提供資料 »
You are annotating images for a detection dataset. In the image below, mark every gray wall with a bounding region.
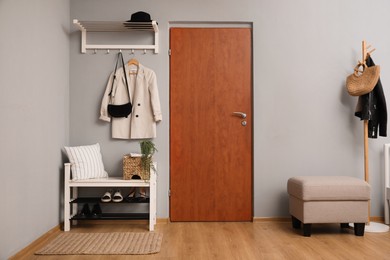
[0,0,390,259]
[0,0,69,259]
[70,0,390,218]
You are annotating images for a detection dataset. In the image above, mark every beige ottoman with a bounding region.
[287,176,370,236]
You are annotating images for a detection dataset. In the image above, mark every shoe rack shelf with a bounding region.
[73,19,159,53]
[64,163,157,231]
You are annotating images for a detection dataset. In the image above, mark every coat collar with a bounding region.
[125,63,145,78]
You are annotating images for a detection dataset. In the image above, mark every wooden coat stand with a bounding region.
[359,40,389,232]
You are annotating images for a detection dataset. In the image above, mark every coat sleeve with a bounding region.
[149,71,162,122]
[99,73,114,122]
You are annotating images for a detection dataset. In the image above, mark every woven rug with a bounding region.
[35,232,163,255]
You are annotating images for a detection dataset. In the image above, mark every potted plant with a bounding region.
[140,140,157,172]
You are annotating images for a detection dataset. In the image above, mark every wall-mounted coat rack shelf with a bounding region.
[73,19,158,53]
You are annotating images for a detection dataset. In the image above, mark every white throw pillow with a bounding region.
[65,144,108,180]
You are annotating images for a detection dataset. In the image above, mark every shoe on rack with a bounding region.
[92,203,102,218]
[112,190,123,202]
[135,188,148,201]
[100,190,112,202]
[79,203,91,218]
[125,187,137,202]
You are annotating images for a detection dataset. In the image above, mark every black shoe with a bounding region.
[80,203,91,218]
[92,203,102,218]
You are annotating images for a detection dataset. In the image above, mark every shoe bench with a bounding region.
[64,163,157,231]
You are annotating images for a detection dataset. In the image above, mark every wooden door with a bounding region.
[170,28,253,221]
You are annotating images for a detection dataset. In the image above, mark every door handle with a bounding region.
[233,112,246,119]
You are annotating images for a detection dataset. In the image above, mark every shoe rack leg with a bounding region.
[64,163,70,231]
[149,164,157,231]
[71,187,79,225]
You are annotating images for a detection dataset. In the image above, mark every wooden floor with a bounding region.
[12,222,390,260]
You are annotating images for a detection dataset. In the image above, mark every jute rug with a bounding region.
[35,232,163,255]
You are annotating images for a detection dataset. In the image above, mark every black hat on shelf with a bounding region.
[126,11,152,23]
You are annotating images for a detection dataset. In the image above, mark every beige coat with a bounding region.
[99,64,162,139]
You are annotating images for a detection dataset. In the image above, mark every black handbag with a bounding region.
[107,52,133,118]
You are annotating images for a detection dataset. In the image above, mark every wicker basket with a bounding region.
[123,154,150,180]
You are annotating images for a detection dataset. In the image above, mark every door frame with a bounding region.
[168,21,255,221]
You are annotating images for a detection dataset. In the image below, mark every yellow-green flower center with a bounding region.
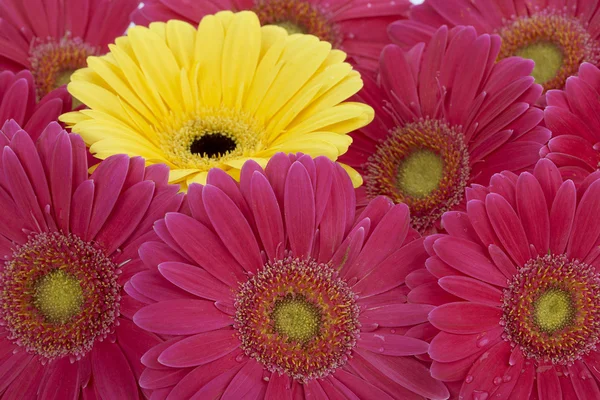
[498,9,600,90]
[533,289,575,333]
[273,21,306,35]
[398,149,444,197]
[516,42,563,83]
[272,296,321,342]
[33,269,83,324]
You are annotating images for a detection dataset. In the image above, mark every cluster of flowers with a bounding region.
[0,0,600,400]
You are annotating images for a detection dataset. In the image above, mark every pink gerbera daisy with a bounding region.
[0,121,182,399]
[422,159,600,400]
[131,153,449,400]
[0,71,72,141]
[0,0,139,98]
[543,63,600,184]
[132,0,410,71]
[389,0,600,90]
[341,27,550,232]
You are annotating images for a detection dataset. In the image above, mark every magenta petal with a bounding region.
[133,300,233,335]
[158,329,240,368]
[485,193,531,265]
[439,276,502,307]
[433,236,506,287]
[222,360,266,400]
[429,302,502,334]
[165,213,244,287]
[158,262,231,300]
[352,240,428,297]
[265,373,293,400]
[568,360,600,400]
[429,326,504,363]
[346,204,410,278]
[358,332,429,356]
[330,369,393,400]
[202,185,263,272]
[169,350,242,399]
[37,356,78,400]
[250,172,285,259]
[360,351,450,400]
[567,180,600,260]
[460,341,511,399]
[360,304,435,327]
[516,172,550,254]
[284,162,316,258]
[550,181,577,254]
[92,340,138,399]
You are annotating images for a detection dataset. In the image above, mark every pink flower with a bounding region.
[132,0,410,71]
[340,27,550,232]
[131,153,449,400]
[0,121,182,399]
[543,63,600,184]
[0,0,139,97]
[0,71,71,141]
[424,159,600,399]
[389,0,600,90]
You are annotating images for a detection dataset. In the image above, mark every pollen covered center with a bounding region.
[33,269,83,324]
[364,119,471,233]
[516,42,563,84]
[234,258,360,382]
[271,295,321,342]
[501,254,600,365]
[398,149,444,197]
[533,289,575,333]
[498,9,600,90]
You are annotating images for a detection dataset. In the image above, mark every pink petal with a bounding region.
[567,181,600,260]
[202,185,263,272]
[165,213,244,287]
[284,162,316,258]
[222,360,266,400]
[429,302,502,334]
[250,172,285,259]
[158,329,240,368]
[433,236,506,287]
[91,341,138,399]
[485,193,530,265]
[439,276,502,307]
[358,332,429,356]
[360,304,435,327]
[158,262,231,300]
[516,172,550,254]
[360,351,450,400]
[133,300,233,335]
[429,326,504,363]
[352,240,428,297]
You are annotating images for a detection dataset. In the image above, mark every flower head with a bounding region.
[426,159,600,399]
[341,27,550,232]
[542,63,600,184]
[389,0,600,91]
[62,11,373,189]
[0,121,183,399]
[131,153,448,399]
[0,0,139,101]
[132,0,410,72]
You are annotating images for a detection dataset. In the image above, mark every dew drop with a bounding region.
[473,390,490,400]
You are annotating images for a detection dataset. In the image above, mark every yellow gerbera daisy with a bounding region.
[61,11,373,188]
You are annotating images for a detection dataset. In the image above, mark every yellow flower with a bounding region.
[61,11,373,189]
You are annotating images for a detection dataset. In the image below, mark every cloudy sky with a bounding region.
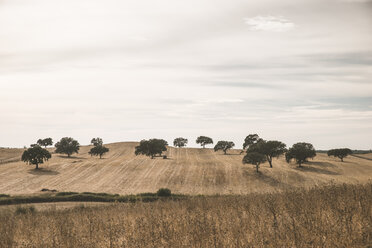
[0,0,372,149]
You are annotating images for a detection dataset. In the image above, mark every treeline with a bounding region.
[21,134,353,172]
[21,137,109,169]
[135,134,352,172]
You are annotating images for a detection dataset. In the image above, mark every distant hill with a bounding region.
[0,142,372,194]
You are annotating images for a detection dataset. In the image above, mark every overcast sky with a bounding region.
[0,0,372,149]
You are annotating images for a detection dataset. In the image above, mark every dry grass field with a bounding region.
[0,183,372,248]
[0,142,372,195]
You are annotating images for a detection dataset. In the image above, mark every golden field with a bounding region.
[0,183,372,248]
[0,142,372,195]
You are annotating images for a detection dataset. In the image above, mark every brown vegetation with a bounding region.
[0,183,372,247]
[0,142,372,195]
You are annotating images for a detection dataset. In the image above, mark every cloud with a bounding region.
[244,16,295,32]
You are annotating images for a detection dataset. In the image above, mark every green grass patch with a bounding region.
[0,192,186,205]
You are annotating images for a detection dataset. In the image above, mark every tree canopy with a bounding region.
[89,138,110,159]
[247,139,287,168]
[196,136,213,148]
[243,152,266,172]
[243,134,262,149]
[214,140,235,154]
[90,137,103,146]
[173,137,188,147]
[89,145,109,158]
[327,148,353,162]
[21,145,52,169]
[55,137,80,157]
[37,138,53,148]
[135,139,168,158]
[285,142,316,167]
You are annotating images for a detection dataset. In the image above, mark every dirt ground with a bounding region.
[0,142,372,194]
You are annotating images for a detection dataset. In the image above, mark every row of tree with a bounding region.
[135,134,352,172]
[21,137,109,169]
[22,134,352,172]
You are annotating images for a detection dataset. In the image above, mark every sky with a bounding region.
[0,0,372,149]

目的 » 上記のレコードをすべて、一字一句変えずに書き写してください。画像は除いてください。

正解 »
You are annotating images for a detection dataset. In the image below, mark every gray wall with a bounding region.
[0,0,390,259]
[0,0,69,259]
[70,0,390,218]
You are annotating images for a detection dataset. In the image above, mark every beige ottoman with a bounding region.
[287,176,370,236]
You are annotating images for a detection dataset. In the image above, mark every shoe rack shelf with a bounding region.
[73,19,159,53]
[64,163,157,231]
You are annotating images for a detection dataset. In the image above, mark every coat collar with a bounding region.
[125,63,145,78]
You are annotating images for a detection dataset. In the image above, mark every wooden coat stand with a bounding region.
[359,40,389,232]
You are annotating images for a detection dataset. In the image above, mark every coat sleeve with a bounding region.
[149,71,162,122]
[99,73,114,122]
You are annotating images for a detection dataset. In the image above, mark every woven rug with a bounding region.
[35,232,163,255]
You are annotating images for a detection dataset. In the image above, mark every potted plant with a bounding region.
[140,140,157,172]
You are annotating images for a detection dataset. In the image above, mark every wall-mounted coat rack shelf with a bounding region.
[73,19,158,53]
You are annotating images for a detection dataset. In the image above, mark every white throw pillow with a bounding region.
[65,144,108,180]
You are annotating images for a detection dataset. In the image above, mark every shoe on rack with a bounding region.
[92,203,102,218]
[112,190,123,202]
[135,188,148,201]
[100,190,112,202]
[79,203,91,218]
[125,187,137,202]
You are annotating images for a detection dataset. In the image above, mark every black shoe with a bounding region.
[80,203,91,218]
[92,203,102,218]
You are annotating images for a detection dataset. In the image above, mark every shoe bench with a bounding region.
[64,163,157,231]
You are annotating images for a detection dataset. In the image above, mark every wooden door with a bounding region.
[170,28,253,221]
You are annotating images for a detection dataset. In the image above, mark every door handle with a bounding region.
[233,112,246,119]
You are annotating images for a detection dataset. In the image above, mark every shoe rack leg with a bounding region.
[64,163,70,231]
[149,164,157,231]
[71,187,79,225]
You are annotating images for a detection dataset. In the image above, mark every wooden floor with a bounding region.
[12,222,390,260]
You are annotating images for a detection dataset. In the image above, mark every jute rug with a bounding region.
[35,232,163,255]
You are annotating images for a detection dataset. In the image above, mark every black hat on shelf with a bounding region.
[126,11,152,23]
You are annotating images for a detection dataset. In the image above, mark every beige coat with a bounding region.
[99,64,162,139]
You are annotating images for a detection dataset. In the image above, mark every black handbag with a bounding region.
[107,52,133,118]
You are annotating images for a detection dataset. In the image above, mark every wicker basket with a bounding region.
[123,154,150,180]
You are annotating images for a detection dataset. In the image above, mark every door frame with a bounding region.
[168,21,255,221]
You are annotating images for a detection dataset. In the image below, mark every yellow-green flower center with a bounding region.
[498,9,600,90]
[533,289,575,333]
[273,21,306,35]
[398,149,444,197]
[516,42,563,83]
[272,296,321,342]
[33,269,83,324]
You are annotating images for a detection dataset. In the image above, mark every cluster of flowers with a bounding region.
[0,0,600,400]
You are annotating images for a detection dataset. In the image above, mark every pink gerbera daisy with a bounding region.
[0,121,182,399]
[422,159,600,400]
[131,153,449,400]
[0,71,72,141]
[0,0,139,98]
[543,63,600,184]
[132,0,410,71]
[389,0,600,90]
[341,27,550,232]
You are annotating images for a detection dataset. In the image above, mark every magenta petal with a bounding region.
[133,300,233,335]
[158,329,240,368]
[485,193,531,265]
[439,276,502,307]
[433,236,506,287]
[222,360,266,400]
[429,302,502,334]
[165,213,244,287]
[158,262,231,300]
[352,240,428,297]
[265,373,293,400]
[568,360,600,400]
[429,326,504,363]
[346,204,410,278]
[358,332,429,356]
[330,369,393,400]
[202,185,263,272]
[169,350,242,399]
[37,356,78,400]
[250,172,285,259]
[360,351,450,400]
[567,180,600,260]
[460,341,511,399]
[360,304,435,327]
[516,172,550,254]
[284,162,316,258]
[550,181,577,254]
[92,340,138,399]
You are annotating images for a detection dataset. In the image above, mark every pink flower with a bounding region.
[132,0,410,71]
[340,27,550,232]
[131,153,449,400]
[0,121,182,399]
[543,63,600,184]
[0,0,139,97]
[0,71,71,141]
[424,159,600,399]
[389,0,600,90]
You are annotating images for a detection dataset. In the image above, mark every pollen covered center with a bounding region.
[33,269,83,324]
[364,119,471,233]
[516,42,563,84]
[234,258,360,382]
[271,295,321,342]
[501,254,600,365]
[398,149,444,197]
[533,289,575,333]
[498,9,600,90]
You are annotating images for a detection dataset. In the image above, mark every pink petal with a bounding region.
[567,181,600,260]
[202,185,263,272]
[165,213,244,287]
[284,162,316,258]
[222,360,266,400]
[429,302,502,334]
[250,172,285,259]
[158,329,240,368]
[433,236,506,287]
[91,341,138,399]
[485,193,530,265]
[439,276,502,307]
[358,332,429,356]
[360,304,435,327]
[158,262,231,300]
[516,172,550,254]
[360,351,450,400]
[133,300,233,335]
[429,326,504,363]
[352,240,428,297]
You are annotating images for a detection dataset. In the image above, mark every flower head with a bounding region.
[426,159,600,399]
[341,27,550,232]
[542,63,600,184]
[389,0,600,91]
[62,11,373,189]
[0,121,183,399]
[131,153,448,399]
[0,0,139,101]
[132,0,410,72]
You are annotating images for a detection dataset. In the image above, mark every dew drop with a bounding region.
[473,390,490,400]
You are annotating images for a detection dataset. In the image above, mark every yellow gerbera daisy with a bounding region.
[61,11,373,188]
You are annotating images for a detection dataset. In the image above, mark every yellow flower with a bounding region.
[61,11,373,189]
You are annotating images for a detection dataset. In the image below, mark every cloudy sky with a bounding region.
[0,0,372,149]
You are annotating images for a detection dataset. In the image above, mark every treeline with a bounding region.
[21,134,353,172]
[21,137,109,169]
[135,134,352,172]
You are annotating images for a detection dataset. In the image above, mark every distant hill with a bounding region.
[0,142,372,194]
You are annotating images for a detection dataset. In the image above, mark every overcast sky with a bounding region.
[0,0,372,149]
You are annotating images for a detection dataset. In the image above, mark every dry grass field with a bounding region.
[0,183,372,248]
[0,142,372,195]
You are annotating images for a detection dataset. In the image above, mark every golden field with a bounding region.
[0,183,372,248]
[0,142,372,195]
You are annotating images for a detection dataset. In the image above, mark every brown vegetation with a bounding region.
[0,183,372,247]
[0,142,372,195]
You are annotating images for a detection dataset. In the image above, mark every cloud with a bounding region.
[244,16,295,32]
You are annotating images for a detection dataset. In the image above, mark every green grass patch with a bounding region.
[0,192,186,205]
You are annotating images for a detection dataset. In the image above, mark every tree canopy with a bounding region.
[89,138,110,159]
[247,139,287,168]
[196,136,213,148]
[243,152,266,172]
[243,134,262,149]
[214,140,235,154]
[90,137,103,146]
[173,137,188,147]
[89,145,109,158]
[327,148,353,162]
[21,145,52,169]
[55,137,80,157]
[37,138,53,148]
[135,139,168,158]
[285,142,316,167]
You are annotating images for a detection dataset. In the image above, mark every dirt ground with a bounding region.
[0,142,372,194]
You are annotating images for a detection dataset. In the image above, mark every row of tree with a bounding region.
[135,134,352,172]
[21,137,109,169]
[22,134,352,172]
You are annotating images for a detection dataset. In the image above, mark every sky with a bounding region.
[0,0,372,149]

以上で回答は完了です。